(Data for this exercise begins)

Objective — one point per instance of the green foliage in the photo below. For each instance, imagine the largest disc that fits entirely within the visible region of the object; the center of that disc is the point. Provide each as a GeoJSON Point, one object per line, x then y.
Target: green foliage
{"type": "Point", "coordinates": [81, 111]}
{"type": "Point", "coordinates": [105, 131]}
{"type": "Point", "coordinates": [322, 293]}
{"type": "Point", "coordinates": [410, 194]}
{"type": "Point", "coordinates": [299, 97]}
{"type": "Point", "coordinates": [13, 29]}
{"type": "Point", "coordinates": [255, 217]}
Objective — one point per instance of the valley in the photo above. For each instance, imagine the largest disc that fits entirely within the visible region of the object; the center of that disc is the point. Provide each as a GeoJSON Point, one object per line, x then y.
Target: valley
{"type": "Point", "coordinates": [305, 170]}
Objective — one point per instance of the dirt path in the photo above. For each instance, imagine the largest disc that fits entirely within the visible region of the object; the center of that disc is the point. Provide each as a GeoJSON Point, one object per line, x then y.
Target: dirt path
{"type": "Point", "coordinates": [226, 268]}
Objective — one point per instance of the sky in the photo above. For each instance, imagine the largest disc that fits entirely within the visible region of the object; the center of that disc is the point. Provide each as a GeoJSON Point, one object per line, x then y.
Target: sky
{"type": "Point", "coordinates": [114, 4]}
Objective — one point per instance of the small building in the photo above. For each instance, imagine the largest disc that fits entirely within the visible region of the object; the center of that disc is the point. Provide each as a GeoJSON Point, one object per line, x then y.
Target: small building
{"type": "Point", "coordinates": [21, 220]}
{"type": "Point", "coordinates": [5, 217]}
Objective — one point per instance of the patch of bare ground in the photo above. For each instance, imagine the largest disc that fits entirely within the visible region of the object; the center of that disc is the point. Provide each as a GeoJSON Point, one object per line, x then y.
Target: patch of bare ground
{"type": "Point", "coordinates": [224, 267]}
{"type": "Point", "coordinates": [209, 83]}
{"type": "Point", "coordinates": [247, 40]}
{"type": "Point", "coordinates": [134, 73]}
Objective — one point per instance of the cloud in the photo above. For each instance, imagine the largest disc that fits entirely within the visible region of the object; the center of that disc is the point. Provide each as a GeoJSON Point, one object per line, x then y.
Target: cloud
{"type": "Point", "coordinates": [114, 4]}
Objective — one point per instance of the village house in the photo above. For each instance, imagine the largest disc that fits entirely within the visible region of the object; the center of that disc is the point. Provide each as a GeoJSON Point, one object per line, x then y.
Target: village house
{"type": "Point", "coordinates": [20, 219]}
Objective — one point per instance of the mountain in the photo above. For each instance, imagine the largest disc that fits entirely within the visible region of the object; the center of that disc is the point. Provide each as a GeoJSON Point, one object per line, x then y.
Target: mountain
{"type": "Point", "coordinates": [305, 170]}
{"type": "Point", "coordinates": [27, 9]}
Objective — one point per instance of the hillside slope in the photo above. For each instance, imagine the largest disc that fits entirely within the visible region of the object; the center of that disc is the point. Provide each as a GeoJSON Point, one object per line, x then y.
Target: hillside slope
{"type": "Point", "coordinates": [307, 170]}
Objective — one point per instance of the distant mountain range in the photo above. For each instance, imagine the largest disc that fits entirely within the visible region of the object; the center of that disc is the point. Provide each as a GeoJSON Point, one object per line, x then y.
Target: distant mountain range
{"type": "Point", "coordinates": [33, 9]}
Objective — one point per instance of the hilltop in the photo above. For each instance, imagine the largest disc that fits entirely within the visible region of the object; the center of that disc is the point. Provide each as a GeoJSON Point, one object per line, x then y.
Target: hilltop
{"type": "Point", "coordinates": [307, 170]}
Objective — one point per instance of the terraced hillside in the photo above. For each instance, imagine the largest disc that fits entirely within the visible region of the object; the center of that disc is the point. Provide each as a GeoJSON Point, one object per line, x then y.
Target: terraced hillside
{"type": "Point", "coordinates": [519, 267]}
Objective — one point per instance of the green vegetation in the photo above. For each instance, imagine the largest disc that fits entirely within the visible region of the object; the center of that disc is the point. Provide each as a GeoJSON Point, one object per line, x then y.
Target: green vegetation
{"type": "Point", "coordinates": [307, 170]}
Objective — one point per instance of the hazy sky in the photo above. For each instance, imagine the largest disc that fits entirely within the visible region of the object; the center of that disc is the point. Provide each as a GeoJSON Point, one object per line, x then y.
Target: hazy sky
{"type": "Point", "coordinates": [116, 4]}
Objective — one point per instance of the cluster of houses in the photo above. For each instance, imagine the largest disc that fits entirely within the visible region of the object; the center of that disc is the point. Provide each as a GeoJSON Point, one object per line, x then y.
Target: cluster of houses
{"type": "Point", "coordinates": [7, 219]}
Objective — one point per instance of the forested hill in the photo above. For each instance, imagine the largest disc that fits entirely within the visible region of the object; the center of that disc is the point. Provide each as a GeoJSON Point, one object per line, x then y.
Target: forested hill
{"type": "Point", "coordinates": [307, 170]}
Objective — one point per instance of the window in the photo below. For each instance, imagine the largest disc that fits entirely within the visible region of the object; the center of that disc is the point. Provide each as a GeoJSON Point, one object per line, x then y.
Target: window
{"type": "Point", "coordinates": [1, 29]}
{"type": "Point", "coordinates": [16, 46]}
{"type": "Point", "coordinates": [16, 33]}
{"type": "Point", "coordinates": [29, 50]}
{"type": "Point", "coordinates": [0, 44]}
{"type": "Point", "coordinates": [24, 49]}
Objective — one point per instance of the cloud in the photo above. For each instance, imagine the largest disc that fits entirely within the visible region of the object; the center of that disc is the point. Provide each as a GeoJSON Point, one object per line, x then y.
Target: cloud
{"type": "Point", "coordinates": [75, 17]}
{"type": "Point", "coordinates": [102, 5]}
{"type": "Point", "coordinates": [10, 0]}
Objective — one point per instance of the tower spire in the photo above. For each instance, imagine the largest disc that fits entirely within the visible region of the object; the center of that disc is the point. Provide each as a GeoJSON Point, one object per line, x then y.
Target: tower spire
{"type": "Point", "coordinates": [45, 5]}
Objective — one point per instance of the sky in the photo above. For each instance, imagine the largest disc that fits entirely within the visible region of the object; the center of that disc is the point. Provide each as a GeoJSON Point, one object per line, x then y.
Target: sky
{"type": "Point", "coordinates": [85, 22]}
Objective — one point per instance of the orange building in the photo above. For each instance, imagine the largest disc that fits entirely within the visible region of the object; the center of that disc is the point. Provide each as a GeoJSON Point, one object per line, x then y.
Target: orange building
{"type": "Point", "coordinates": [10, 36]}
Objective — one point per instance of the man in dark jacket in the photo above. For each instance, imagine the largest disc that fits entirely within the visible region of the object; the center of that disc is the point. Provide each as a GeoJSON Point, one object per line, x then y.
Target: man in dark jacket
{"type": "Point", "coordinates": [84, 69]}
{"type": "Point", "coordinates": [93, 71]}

(Data for this exercise ends)

### [What needs to be done]
For this exercise, set down all of the entries again word for word.

### [Exercise response]
Objective — one point per instance of the green foliage in the photo below. For each instance, imagine the largest disc that fits entirely within the visible region of the object; the center of that disc is the point. Provide each as a GeoJSON Point, one object per line, x then y.
Target: green foliage
{"type": "Point", "coordinates": [81, 111]}
{"type": "Point", "coordinates": [105, 131]}
{"type": "Point", "coordinates": [322, 293]}
{"type": "Point", "coordinates": [410, 194]}
{"type": "Point", "coordinates": [299, 97]}
{"type": "Point", "coordinates": [13, 29]}
{"type": "Point", "coordinates": [255, 217]}
Objective — one point per instance of the valley in the photo above. For each instance, imagine the largest disc that fits entirely within the visible region of the object; the center of that disc is the point. Provide each as a GeoJSON Point, one object per line, x then y.
Target: valley
{"type": "Point", "coordinates": [305, 170]}
Objective — one point per instance of the dirt path in the photo above. For each instance, imagine the largest disc that fits entirely within the visible region of the object; the center of that disc is the point. Provide each as a GeoJSON Point, one object per line, x then y.
Target: dirt path
{"type": "Point", "coordinates": [226, 268]}
Objective — one point per instance of the sky in the photo above. For each instance, imagine the largest disc that fits entirely within the visible region of the object; the center of that disc is the point. Provide each as a GeoJSON Point, one object per line, x then y.
Target: sky
{"type": "Point", "coordinates": [114, 4]}
Objective — one point per instance of the small building in the photo above. For each instance, imagine the largest disc that fits entirely within the visible region of the object; the center of that disc is the point. Provide each as a GeoJSON Point, one object per line, x then y.
Target: small building
{"type": "Point", "coordinates": [21, 220]}
{"type": "Point", "coordinates": [5, 217]}
Objective — one point per instance of the patch of bare ground in the photo above. For each instance, imagine the largest disc that fits entirely within the visible region of the object; the center of that disc is the point. Provide each as a GeoJSON Point, one object per line, x then y.
Target: patch of bare ground
{"type": "Point", "coordinates": [224, 267]}
{"type": "Point", "coordinates": [209, 83]}
{"type": "Point", "coordinates": [247, 40]}
{"type": "Point", "coordinates": [134, 73]}
Objective — one point per instance of the cloud in the photo above. For each instance, imagine the largest disc that fits entirely within the visible region of the object; the center of that disc is the point. Provide each as a GeoJSON Point, one object per line, x then y.
Target: cloud
{"type": "Point", "coordinates": [114, 4]}
Objective — one point per instance of the village house in the photo above. For each instance, imagine the largest disc that fits entirely within the visible region of the object; the center of that disc is the point. Provide each as a GeoJSON Point, one object per line, x then y.
Target: village house
{"type": "Point", "coordinates": [20, 219]}
Objective — one point per instance of the mountain in the photo above. For each instance, imagine the largest disc that fits entirely within the visible region of the object; the center of that disc is the point. Provide each as a GeoJSON Point, one object per line, x then y.
Target: mountain
{"type": "Point", "coordinates": [305, 170]}
{"type": "Point", "coordinates": [27, 9]}
Objective — one point per instance of the hillside slope in the photo above. For each instance, imagine the largest disc that fits entirely within the visible region of the object; the center of that disc is the point. Provide each as a GeoJSON Point, one object per line, x then y.
Target: hillside slope
{"type": "Point", "coordinates": [307, 170]}
Objective — one point per instance of the distant mountain range in the photo above. For each instance, imagine the largest disc that fits entirely within the visible region of the object; the center of that disc is the point. Provide each as a GeoJSON Point, one object per line, x then y.
Target: distant mountain range
{"type": "Point", "coordinates": [33, 9]}
Objective — one point per instance of the hilltop in the photo above. For each instance, imagine the largest disc that fits entirely within the visible region of the object; the center of that disc is the point. Provide each as a GeoJSON Point, one object per line, x then y.
Target: hilltop
{"type": "Point", "coordinates": [307, 170]}
Objective — one point per instance of the terraced hillside in the photo above. For each instance, imagine the largest disc that fits entirely within the visible region of the object; the center of that disc is the point. Provide each as a GeoJSON Point, one object per line, x then y.
Target: terraced hillside
{"type": "Point", "coordinates": [519, 267]}
Objective — one point per instance of the green vegetation in the photo above. For each instance, imagine the largest disc that fits entirely within the visible region of the object; the center of that disc is the point. Provide each as a GeoJSON Point, one object per line, x then y.
Target: green vegetation
{"type": "Point", "coordinates": [307, 170]}
Objective — one point per instance of the hazy sky in the photo above. For each instance, imagine the largest disc that fits entirely within the visible region of the object; the center of that disc is the point. Provide each as a GeoJSON Point, one object per line, x then y.
Target: hazy sky
{"type": "Point", "coordinates": [116, 4]}
Objective — one point per instance of the cluster of houses in the photo above. For each instance, imagine the largest disc that fits entirely within the visible region of the object; the center of that disc is the point. Provide each as a GeoJSON Point, one object per line, x then y.
Target: cluster of houses
{"type": "Point", "coordinates": [7, 219]}
Objective — one point per instance of the forested hill in the photo above. For each instance, imagine the largest disc that fits entirely within the visible region of the object; the center of that disc is the point. Provide each as a GeoJSON Point, one object per line, x then y.
Target: forested hill
{"type": "Point", "coordinates": [307, 170]}
Objective — one point per instance of the window in the photo below. For each instance, imagine the largest disc that fits entirely within the visible region of the object; the center of that disc is the point. Provide each as a GeoJSON Point, one object per line, x then y.
Target: window
{"type": "Point", "coordinates": [1, 29]}
{"type": "Point", "coordinates": [16, 46]}
{"type": "Point", "coordinates": [16, 33]}
{"type": "Point", "coordinates": [29, 50]}
{"type": "Point", "coordinates": [0, 44]}
{"type": "Point", "coordinates": [24, 49]}
Objective — one point per instance of the cloud in the photo above. For each instance, imagine the largest disc that fits entirely within the visible region of the object; the center of that disc is the point. Provide each as a GeoJSON Point, one object per line, x then y.
Target: cloud
{"type": "Point", "coordinates": [75, 17]}
{"type": "Point", "coordinates": [102, 5]}
{"type": "Point", "coordinates": [10, 0]}
Objective — one point per instance of the tower spire in the photo above. For each instance, imagine the largest disc that fits entirely within the visible region of the object; the center of that disc is the point. Provide each as a GeoJSON Point, one object per line, x then y.
Target: tower spire
{"type": "Point", "coordinates": [45, 5]}
Objective — one point per instance of the sky in the photo above. For each instance, imagine the largest disc that fits entirely within the visible region of the object; the center of that disc is the point. Provide each as a GeoJSON Point, one object per line, x then y.
Target: sky
{"type": "Point", "coordinates": [85, 22]}
Objective — one point per instance of the orange building in the photo above. For each instance, imagine the largest disc that fits entirely within the visible region of the object; the center of that disc is the point. Provide each as a GeoJSON Point, one object per line, x then y.
Target: orange building
{"type": "Point", "coordinates": [10, 36]}
Objective — one point per instance of the man in dark jacket in the photo above. For each instance, imagine the largest disc that fits entirely within the visible region of the object; the center of that disc is the point. Provide each as a GeoJSON Point, one object per line, x then y.
Target: man in dark jacket
{"type": "Point", "coordinates": [84, 69]}
{"type": "Point", "coordinates": [93, 71]}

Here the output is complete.